Content:
Introduction
------------
Common
Escaped character
Character sets
Custom sets
Quantifier
Special puncts
------------
Greedy or reluctant
Backward
Assertion
------------
Other common
More prompts

 

Regex Tool:

Regex Match Tracer
2.1 - Free

Regex Match Tracer 3.0 - New release
(The new release will tell you where in your regex failed to match!)

Regular Expression Syntax

[All rights reserved: http://www.regexlab.com/en/regref.htm]

Introduction

    Regular expression is to express a characteristic in a string, and then to match another string with the characteristic. For example, pattern "ab+" means "one 'a' and at least one 'b' ", so "ab", "abb", "abbbbbbb" match the pattern.

    Regular expression is used to : (1) test a string whether it matches a pattern, such as a email address. (2) to find a substring which matches certain pattern, from a whole text. (3) to do complex replacement in a text.

    It is very simple to study regular expression syntax, and the few abstract concepts can be understood easily too. Many articles does not introduce its concepts from simple ones to abstract ones step by step, so some persons may feel it is difficult to study. On the other hand, each regular expression engine's document will describe its special function, but this part of special function is not what we should study first.

    Every example in this article has a link to test page. Now let's begin!


1. Regular Expression Basic Syntax

1.1 Common Characters

    Letters, numbers, the underline, and punctuations with no special definition are "common characters". When regular expression matches a string, a common character can match the same character.

    Click to test Example1: When pattern "c" matches string "abcde", match result: success; substring matched: "c"; position: starts at 2, ends at 3.

- DATA -
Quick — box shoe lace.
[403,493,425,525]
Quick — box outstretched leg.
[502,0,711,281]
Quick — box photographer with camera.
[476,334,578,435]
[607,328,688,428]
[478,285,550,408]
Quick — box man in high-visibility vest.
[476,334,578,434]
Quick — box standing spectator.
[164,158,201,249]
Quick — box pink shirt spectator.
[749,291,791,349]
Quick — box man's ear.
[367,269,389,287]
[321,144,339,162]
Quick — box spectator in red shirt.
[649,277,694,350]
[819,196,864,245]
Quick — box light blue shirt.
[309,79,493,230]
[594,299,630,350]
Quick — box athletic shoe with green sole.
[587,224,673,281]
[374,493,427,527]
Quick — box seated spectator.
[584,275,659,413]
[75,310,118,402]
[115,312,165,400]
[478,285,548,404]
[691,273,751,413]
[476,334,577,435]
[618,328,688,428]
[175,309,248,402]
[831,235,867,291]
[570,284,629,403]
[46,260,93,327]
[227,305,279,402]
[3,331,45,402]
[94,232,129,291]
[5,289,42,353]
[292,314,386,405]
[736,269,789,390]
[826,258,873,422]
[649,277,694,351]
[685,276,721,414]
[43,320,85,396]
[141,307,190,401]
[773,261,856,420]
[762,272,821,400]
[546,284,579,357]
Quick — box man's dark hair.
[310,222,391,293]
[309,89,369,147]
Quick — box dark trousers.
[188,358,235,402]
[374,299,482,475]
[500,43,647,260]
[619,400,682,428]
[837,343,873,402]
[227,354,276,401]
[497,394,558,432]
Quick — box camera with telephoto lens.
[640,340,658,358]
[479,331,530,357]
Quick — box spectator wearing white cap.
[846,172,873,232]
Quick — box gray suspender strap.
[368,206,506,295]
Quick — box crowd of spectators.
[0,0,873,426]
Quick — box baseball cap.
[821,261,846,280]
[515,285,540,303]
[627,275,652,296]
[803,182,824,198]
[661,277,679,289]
---
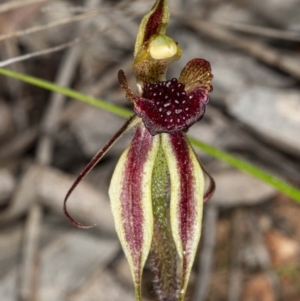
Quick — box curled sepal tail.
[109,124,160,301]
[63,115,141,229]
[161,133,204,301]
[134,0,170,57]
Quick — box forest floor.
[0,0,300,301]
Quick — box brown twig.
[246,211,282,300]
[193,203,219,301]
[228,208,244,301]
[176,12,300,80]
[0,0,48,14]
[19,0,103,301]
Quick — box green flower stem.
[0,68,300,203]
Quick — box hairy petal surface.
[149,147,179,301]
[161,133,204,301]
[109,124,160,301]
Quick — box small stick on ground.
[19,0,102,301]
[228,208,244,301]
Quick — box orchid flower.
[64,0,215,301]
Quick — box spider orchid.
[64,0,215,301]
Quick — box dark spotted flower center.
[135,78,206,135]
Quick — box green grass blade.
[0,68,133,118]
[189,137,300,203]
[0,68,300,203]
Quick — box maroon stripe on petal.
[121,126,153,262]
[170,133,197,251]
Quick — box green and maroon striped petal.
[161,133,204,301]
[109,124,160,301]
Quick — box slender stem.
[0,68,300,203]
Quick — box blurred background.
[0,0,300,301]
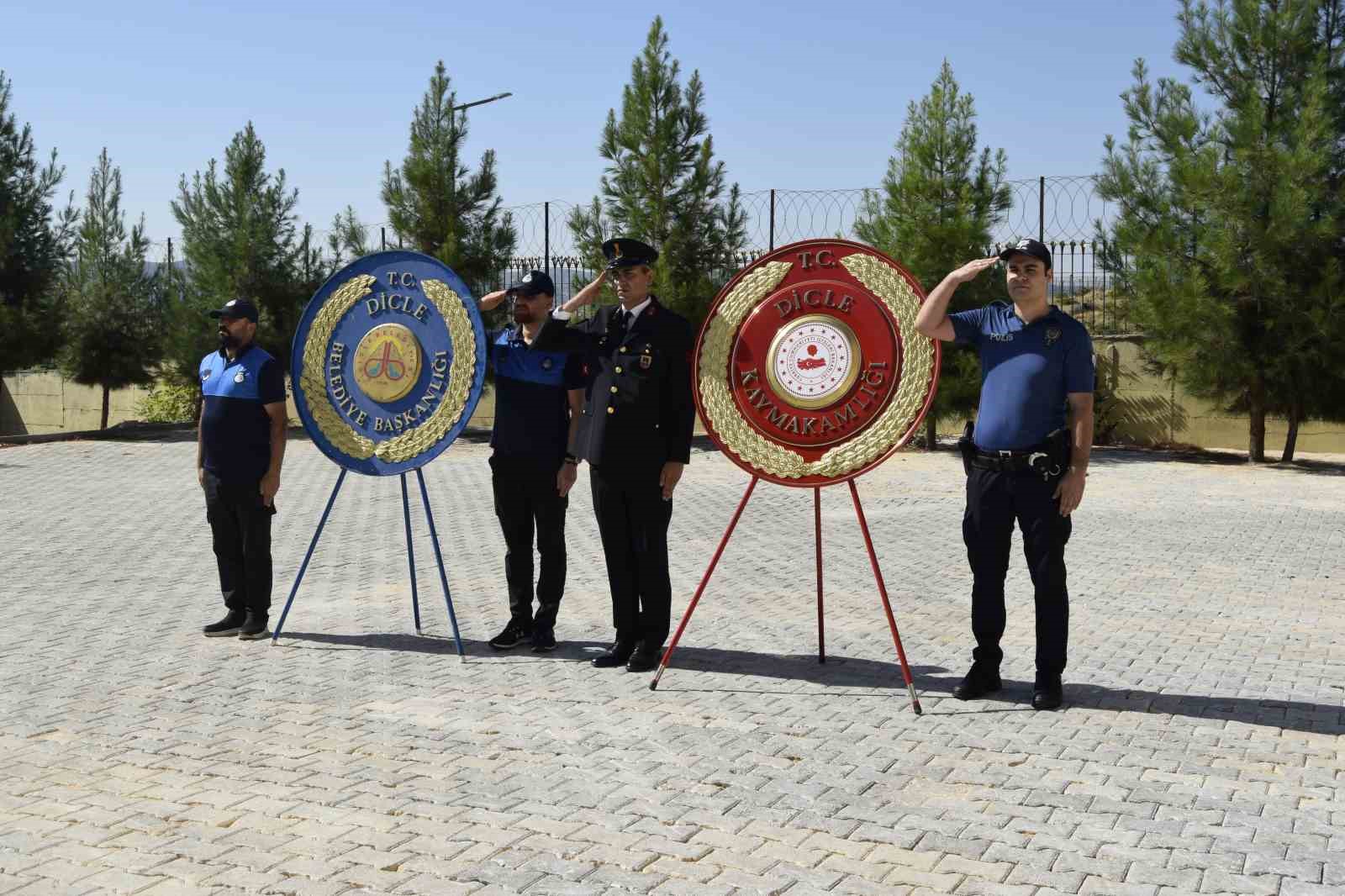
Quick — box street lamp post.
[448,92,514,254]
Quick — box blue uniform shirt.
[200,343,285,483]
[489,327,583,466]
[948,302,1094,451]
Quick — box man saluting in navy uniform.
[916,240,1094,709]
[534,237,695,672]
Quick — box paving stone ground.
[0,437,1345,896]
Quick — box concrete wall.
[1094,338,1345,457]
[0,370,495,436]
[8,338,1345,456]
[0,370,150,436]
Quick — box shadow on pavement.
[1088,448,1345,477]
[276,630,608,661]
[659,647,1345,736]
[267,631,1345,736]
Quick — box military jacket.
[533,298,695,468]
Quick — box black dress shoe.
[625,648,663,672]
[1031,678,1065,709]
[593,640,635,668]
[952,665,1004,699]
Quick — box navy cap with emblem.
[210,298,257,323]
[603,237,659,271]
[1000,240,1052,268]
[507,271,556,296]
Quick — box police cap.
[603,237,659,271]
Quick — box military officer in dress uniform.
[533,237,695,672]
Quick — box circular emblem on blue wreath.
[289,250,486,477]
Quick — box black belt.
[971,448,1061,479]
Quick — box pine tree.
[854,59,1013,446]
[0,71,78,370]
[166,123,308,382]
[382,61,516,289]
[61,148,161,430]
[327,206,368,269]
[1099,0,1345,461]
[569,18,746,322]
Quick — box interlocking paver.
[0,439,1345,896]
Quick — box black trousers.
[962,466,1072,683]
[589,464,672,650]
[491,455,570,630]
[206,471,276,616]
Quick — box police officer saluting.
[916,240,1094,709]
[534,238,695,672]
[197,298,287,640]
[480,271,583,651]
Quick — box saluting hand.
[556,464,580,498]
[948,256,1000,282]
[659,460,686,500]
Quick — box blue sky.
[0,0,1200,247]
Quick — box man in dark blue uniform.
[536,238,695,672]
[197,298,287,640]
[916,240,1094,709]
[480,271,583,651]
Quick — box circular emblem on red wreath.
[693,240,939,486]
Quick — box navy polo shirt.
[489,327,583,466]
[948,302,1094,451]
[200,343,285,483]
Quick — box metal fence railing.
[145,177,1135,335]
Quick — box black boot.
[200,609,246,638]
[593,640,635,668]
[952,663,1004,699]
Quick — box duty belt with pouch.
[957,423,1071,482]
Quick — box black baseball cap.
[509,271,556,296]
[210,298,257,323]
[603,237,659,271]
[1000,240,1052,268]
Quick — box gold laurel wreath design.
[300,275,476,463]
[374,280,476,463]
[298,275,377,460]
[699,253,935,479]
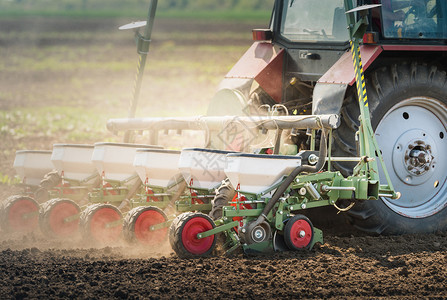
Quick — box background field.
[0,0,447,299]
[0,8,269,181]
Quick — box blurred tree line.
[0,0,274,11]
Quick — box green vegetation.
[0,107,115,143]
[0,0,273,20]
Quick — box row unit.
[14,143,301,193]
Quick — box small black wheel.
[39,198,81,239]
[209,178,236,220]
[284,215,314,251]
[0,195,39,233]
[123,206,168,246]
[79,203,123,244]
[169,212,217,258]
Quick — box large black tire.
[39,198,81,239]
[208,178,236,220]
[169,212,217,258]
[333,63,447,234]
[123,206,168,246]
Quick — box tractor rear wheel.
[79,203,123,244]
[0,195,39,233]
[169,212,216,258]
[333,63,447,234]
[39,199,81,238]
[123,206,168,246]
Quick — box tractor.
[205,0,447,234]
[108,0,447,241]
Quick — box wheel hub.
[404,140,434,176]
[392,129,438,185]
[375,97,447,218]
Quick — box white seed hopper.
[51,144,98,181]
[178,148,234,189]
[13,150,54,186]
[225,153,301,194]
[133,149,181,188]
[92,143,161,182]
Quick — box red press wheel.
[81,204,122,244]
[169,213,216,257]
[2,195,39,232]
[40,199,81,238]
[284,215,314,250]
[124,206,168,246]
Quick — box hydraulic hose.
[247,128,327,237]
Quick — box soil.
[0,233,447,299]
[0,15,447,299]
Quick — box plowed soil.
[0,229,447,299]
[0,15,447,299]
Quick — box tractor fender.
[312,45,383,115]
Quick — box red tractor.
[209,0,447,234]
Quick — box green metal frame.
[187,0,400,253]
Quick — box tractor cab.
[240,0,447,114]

- WHAT THE EXERCISE ASKS -
Can you give the part of the regular expression syntax guide between "1.1 Common Characters" and "the same character.", inclusive, with "underline" changed to "underscore"?

- WRITTEN ANSWER -
1.1 Common Characters

    Letters, numbers, the underscore, and punctuations with no special definition are "common characters". When regular expression matches a string, a common character can match the same character.